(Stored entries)
○ ○ ○ ○ ○ ○ ○

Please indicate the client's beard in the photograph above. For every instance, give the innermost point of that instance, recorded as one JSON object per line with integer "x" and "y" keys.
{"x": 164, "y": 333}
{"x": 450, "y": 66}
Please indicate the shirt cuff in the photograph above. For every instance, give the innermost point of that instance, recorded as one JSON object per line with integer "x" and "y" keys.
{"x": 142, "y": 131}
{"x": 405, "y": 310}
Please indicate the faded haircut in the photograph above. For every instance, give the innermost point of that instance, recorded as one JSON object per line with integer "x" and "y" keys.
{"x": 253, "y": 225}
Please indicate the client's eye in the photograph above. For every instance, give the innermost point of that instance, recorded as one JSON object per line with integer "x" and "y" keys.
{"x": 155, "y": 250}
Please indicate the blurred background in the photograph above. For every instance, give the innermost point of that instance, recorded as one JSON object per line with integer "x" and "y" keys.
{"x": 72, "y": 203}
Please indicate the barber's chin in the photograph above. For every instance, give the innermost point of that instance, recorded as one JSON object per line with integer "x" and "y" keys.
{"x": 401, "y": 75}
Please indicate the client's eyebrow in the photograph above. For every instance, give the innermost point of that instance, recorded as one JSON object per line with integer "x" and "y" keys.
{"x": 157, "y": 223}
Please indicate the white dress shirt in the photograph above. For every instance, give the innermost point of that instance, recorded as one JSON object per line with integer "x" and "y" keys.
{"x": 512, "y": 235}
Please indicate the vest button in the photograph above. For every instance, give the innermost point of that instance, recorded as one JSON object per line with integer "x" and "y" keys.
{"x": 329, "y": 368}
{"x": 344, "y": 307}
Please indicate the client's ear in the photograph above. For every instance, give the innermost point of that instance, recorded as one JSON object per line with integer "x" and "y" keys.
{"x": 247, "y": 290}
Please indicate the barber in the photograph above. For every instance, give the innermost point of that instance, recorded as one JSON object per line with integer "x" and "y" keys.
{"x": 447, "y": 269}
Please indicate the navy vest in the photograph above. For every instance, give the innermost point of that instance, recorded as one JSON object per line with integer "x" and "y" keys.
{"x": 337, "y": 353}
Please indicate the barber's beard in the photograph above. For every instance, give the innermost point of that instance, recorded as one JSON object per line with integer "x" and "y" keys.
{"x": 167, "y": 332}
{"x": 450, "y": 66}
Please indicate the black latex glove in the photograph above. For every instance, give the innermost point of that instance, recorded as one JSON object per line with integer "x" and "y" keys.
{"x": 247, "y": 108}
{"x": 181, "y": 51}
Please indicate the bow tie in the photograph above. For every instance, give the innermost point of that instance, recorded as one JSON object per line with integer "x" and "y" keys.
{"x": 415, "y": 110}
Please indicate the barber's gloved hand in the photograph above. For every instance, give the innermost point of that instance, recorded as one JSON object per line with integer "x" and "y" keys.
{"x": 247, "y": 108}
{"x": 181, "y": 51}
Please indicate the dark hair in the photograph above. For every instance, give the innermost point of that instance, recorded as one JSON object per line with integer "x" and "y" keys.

○ ○ ○ ○ ○ ○ ○

WHAT YOU SHOULD DO: What you return should match the entries above exactly.

TASK RESULT:
Please indicate the client's beard in the photograph above. For every instance, give the innermost point of that instance, recorded as one JSON object per line with integer "x" and "y" keys.
{"x": 164, "y": 333}
{"x": 450, "y": 66}
Please indicate the shirt cuff in the photograph above. For every instance, give the innermost point of that instance, recorded as one JSON object per line with integer "x" and "y" keys.
{"x": 142, "y": 131}
{"x": 405, "y": 310}
Please indicate the faded haircut in the photograph above. For every instance, give the innermost point of that instance, recorded as one JSON object per line with integer "x" and "y" keys.
{"x": 253, "y": 225}
Please indicate the client's eye in the photograph above. For every instance, give the innermost point of that instance, recorded as one JSON object per line with integer "x" and "y" keys.
{"x": 155, "y": 250}
Please indicate the blurred background in the photograph above. For every instance, give the innermost point of that instance, recorded as one JSON object per line with integer "x" and "y" keys.
{"x": 72, "y": 203}
Please indicate the barber's chin in the photograph above. For every instance, give the innermost point of that instance, recorded as one JSON object per line with integer "x" and "y" keys.
{"x": 401, "y": 75}
Please indicate the client's eyebrow in the photograph above. For every instance, give the innermost point of that instance, recorded as one JSON object per line with integer "x" and "y" keys.
{"x": 157, "y": 223}
Please indicate the white dress shirt in the photograph above. For every instance, give the innermost point of that instance, recorded as one JSON object per line with integer "x" and "y" keys.
{"x": 512, "y": 235}
Please indicate the vest button in the photograph above. For every instance, give the innermost point of that instance, recorded as one JSON object per line with integer "x" and "y" keys.
{"x": 329, "y": 368}
{"x": 344, "y": 307}
Please indicate the client's ear in the photograph above. For every instance, give the innermost point of that instance, recorded as one JSON object per line with integer "x" and "y" keys.
{"x": 247, "y": 290}
Please indicate the barber in the photograph above. For every instance, give the innermost point of that instance, recorded as one JSON object per line with integer "x" and "y" keys.
{"x": 447, "y": 269}
Please indicate the navy vest in the photograph above. For every instance, give the innermost point of that instance, recorded as one JSON object per line with integer "x" and "y" keys.
{"x": 337, "y": 353}
Please indicate the barber's beard in the photograph above. For every instance, give the innermost point of that instance, recorded as one JSON object per line with integer "x" and "y" keys.
{"x": 167, "y": 332}
{"x": 450, "y": 66}
Please indicate the black latex glove in the photograph above. For every instance, give the innermost point of that instance, recorded as one JSON object per line with integer "x" and "y" keys.
{"x": 247, "y": 108}
{"x": 181, "y": 51}
Please indicate the bow tie in the photograph above. For every instance, give the innermost point of that instance, recorded as one JSON object per line with integer "x" and "y" keys.
{"x": 415, "y": 110}
Please indicate the barber's gloved hand in the photograph above. For every instance, give the innermost point of that instance, recorded as one JSON object per line with integer "x" and "y" keys.
{"x": 247, "y": 108}
{"x": 181, "y": 51}
Please indicate the dark hair in the photograph above. For every instance, give the innermost point of that instance, recorded as one JSON object per line with integer "x" and "y" keys.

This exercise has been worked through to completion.